### Action item
Search the data below for lines that include the word "pavement" and state how many there are, nothing else.

### Stored data entries
__________________________________________________
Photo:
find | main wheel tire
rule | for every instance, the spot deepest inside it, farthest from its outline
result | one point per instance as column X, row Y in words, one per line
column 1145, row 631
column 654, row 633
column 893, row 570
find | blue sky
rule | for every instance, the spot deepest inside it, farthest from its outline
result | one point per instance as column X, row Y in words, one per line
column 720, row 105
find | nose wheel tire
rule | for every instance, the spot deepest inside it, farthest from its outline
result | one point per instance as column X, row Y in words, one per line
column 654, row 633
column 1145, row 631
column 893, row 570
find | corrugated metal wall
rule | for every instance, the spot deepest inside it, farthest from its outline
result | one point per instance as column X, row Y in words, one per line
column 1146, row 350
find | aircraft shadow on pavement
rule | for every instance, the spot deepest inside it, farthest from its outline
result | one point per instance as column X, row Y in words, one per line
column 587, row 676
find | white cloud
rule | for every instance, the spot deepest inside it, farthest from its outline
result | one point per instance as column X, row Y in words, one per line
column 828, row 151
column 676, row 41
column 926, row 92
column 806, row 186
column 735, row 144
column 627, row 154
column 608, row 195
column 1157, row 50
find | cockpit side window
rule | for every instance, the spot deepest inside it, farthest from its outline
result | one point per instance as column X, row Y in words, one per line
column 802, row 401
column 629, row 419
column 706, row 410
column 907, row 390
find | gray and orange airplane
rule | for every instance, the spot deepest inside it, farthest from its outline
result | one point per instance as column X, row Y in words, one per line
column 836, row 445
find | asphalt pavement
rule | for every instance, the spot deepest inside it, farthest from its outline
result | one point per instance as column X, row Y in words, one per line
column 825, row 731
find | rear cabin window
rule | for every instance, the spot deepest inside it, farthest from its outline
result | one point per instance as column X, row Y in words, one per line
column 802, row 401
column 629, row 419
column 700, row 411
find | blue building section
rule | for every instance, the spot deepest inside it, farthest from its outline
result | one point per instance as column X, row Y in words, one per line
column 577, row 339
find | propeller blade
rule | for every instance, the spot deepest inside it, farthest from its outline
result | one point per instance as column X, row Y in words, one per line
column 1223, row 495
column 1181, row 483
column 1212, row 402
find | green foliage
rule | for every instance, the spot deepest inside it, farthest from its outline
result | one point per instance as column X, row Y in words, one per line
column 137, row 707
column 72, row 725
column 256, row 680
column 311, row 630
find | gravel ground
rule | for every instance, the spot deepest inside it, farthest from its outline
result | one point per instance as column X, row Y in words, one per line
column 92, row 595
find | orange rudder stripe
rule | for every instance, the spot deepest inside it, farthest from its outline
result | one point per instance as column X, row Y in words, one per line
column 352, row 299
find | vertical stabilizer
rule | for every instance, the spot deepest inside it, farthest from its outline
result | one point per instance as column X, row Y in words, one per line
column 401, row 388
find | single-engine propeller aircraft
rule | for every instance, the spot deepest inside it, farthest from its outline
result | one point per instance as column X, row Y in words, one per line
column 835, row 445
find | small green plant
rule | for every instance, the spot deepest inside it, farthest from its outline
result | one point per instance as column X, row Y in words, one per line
__________________________________________________
### Solution below
2